### Problem description
Copy all of the records exactly.

### Raw data
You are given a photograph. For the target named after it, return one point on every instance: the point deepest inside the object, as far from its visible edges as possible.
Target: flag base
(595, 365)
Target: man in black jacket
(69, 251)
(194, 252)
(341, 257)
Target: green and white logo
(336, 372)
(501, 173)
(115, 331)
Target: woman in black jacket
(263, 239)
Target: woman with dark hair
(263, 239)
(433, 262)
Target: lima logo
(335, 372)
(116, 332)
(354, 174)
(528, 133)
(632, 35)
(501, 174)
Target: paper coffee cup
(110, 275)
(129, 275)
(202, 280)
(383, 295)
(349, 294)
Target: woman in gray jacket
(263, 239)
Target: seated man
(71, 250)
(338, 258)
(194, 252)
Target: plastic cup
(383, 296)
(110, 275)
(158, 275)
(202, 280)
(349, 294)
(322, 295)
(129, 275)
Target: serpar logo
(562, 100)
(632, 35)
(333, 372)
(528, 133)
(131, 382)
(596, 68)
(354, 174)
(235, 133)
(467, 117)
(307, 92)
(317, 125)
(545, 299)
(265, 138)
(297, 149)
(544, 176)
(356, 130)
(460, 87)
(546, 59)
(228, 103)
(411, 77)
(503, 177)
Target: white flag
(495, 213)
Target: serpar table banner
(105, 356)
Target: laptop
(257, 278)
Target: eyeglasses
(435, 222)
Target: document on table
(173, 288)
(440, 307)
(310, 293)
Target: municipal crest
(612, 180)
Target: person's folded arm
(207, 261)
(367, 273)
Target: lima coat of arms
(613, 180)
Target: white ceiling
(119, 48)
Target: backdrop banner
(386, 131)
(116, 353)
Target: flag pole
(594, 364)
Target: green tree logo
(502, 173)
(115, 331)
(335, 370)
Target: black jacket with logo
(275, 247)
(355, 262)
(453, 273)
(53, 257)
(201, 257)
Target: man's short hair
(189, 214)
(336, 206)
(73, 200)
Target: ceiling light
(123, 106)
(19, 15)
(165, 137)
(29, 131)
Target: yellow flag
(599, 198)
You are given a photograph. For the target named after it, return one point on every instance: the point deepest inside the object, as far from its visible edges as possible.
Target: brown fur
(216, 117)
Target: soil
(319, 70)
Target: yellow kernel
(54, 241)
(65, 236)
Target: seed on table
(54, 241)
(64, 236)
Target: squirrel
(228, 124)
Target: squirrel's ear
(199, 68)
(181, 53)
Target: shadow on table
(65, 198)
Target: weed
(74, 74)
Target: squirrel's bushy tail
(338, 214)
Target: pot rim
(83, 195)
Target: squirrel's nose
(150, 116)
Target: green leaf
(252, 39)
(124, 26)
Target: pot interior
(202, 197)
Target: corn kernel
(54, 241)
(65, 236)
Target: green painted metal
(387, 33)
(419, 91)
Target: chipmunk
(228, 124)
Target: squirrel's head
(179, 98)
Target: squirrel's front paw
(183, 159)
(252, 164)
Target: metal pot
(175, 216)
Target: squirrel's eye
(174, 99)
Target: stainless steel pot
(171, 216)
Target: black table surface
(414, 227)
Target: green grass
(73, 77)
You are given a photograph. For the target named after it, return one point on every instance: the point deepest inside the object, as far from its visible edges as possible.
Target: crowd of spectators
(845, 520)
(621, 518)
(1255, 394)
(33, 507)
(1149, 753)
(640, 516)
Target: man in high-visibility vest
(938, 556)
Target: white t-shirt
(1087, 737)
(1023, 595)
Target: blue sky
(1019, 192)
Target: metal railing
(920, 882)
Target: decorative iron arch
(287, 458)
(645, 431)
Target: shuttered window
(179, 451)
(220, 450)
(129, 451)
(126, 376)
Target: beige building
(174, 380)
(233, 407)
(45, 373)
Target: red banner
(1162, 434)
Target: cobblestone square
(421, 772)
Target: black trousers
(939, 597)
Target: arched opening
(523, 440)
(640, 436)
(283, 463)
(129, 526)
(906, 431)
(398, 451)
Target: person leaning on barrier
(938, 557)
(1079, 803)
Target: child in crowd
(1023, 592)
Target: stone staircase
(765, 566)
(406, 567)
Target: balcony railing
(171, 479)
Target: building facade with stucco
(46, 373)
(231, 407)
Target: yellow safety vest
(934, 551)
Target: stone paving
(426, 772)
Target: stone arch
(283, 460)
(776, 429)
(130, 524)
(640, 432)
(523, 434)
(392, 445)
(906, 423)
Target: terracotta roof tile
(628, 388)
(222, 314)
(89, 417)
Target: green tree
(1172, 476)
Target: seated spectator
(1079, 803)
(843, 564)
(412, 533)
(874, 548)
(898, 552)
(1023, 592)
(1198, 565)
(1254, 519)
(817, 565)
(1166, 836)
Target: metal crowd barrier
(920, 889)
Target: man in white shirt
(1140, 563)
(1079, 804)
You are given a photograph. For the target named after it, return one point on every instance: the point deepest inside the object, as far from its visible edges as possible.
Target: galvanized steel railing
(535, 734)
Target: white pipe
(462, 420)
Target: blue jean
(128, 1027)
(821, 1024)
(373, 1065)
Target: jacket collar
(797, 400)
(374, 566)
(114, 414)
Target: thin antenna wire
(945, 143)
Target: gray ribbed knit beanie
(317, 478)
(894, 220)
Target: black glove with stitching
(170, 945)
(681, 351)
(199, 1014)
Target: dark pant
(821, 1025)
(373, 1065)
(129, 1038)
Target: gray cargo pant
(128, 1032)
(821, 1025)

### Your solution
You are given a photograph. For the target named after it, return one point on every instance: the point deepest inside the object, as far from its visible edges as possible.
Target: flag base
(595, 365)
Target: man in black jacket
(69, 251)
(194, 252)
(341, 257)
Target: green and white logo
(336, 372)
(501, 173)
(115, 331)
Target: woman in black jacket
(263, 239)
Target: woman with dark hair
(263, 239)
(433, 262)
Target: lima logo
(335, 372)
(116, 332)
(354, 174)
(528, 133)
(632, 35)
(501, 174)
Target: paper coffee cup
(110, 275)
(129, 275)
(202, 280)
(383, 295)
(349, 294)
Target: woman in gray jacket
(263, 239)
Target: seated man
(71, 250)
(338, 258)
(194, 252)
Target: plastic cup
(383, 296)
(110, 275)
(158, 275)
(202, 280)
(349, 294)
(322, 295)
(129, 275)
Target: serpar logo
(562, 100)
(632, 35)
(333, 372)
(528, 133)
(131, 382)
(596, 68)
(354, 174)
(235, 133)
(467, 117)
(307, 92)
(317, 125)
(545, 299)
(265, 138)
(297, 149)
(544, 176)
(356, 130)
(460, 87)
(546, 59)
(228, 103)
(411, 77)
(503, 177)
Target: white flag
(495, 213)
Target: serpar table banner
(105, 356)
Target: laptop
(257, 278)
Target: eyeglasses
(435, 222)
Target: document on table
(173, 288)
(440, 307)
(310, 293)
Target: municipal crest
(612, 180)
Target: person's folded arm
(207, 261)
(367, 273)
Target: lima coat of arms
(613, 180)
Target: white ceiling
(119, 48)
Target: backdrop banner
(386, 131)
(116, 353)
Target: flag pole
(594, 364)
Target: green tree logo
(502, 173)
(115, 331)
(335, 370)
Target: black jacket with logo
(275, 247)
(355, 262)
(453, 273)
(53, 257)
(201, 257)
Target: man's short hair
(189, 214)
(336, 206)
(73, 200)
Target: ceiling light
(123, 106)
(19, 15)
(165, 137)
(29, 131)
Target: yellow flag
(599, 198)
You are given a photograph. For the target named after it, return one point on every instance: the point deepest inside the object, as far from its visible edges as possible.
Target: brown fur
(216, 117)
Target: soil
(319, 70)
Target: yellow kernel
(54, 241)
(65, 236)
Target: seed on table
(54, 241)
(64, 236)
Target: squirrel
(228, 124)
Target: squirrel's ear
(199, 68)
(181, 53)
Target: shadow on table
(65, 198)
Target: weed
(74, 74)
Target: squirrel's bushy tail
(338, 214)
Target: pot rim
(83, 195)
Target: squirrel's nose
(150, 116)
Target: green leaf
(252, 39)
(124, 26)
Target: pot interior
(202, 197)
Target: corn kernel
(54, 241)
(65, 236)
Target: green painted metal
(387, 33)
(419, 91)
Target: chipmunk
(228, 124)
Target: squirrel's head
(179, 98)
Target: squirrel's front paw
(183, 159)
(252, 164)
Target: metal pot
(175, 216)
Target: squirrel's eye
(174, 99)
Target: stainless steel pot
(171, 216)
Target: black table surface
(414, 227)
Target: green grass
(73, 77)
You are given a photograph. For the target named after it, return one point on every instance: the point deepest inside the object, as far from its visible edges as possible.
Target: crowd of spectators
(845, 520)
(621, 518)
(1255, 394)
(33, 507)
(1149, 753)
(640, 516)
Target: man in high-visibility vest
(938, 556)
Target: white t-shirt
(1087, 737)
(1023, 595)
Target: blue sky
(1019, 192)
Target: metal railing
(920, 882)
Target: decorative iron arch
(287, 458)
(645, 431)
Target: shuttered window
(179, 451)
(220, 450)
(129, 451)
(126, 376)
Target: beige building
(174, 380)
(233, 407)
(45, 373)
Target: red banner
(1162, 434)
Target: cobblestone square
(421, 772)
Target: black trousers
(939, 597)
Target: arched opening
(523, 440)
(640, 436)
(283, 463)
(129, 526)
(906, 431)
(398, 451)
Target: person leaning on barrier
(938, 557)
(1079, 803)
Target: child in crowd
(1023, 592)
Target: stone staircase
(765, 566)
(406, 567)
Target: balcony railing
(171, 479)
Target: building facade with stucco
(46, 373)
(231, 407)
Target: yellow safety vest
(934, 551)
Target: stone paving
(426, 772)
Target: stone arch
(283, 460)
(776, 429)
(130, 524)
(640, 432)
(523, 434)
(392, 445)
(906, 423)
Target: terracotta roof tile
(628, 388)
(222, 314)
(89, 417)
Target: green tree
(1172, 476)
Target: seated spectator
(1079, 803)
(843, 564)
(412, 533)
(874, 548)
(898, 552)
(1023, 592)
(1198, 565)
(1254, 519)
(817, 565)
(1166, 836)
Target: metal crowd barrier
(920, 889)
Target: man in white shirt
(1140, 563)
(1079, 804)
You are given a photograph. For the target named after it, return one point on every instance: the point deepest inside the object, as far from its visible edges as possible.
Target: galvanized steel railing
(535, 734)
Target: white pipe
(462, 420)
Target: blue jean
(128, 1027)
(821, 1024)
(373, 1065)
Target: jacket collar
(797, 400)
(374, 566)
(114, 414)
Target: thin antenna wire
(945, 143)
Target: gray ribbed knit beanie
(317, 478)
(894, 220)
Target: black glove with stitching
(170, 945)
(681, 351)
(199, 1014)
Target: dark pant
(821, 1025)
(373, 1065)
(129, 1038)
Target: gray cargo pant
(128, 1032)
(821, 1025)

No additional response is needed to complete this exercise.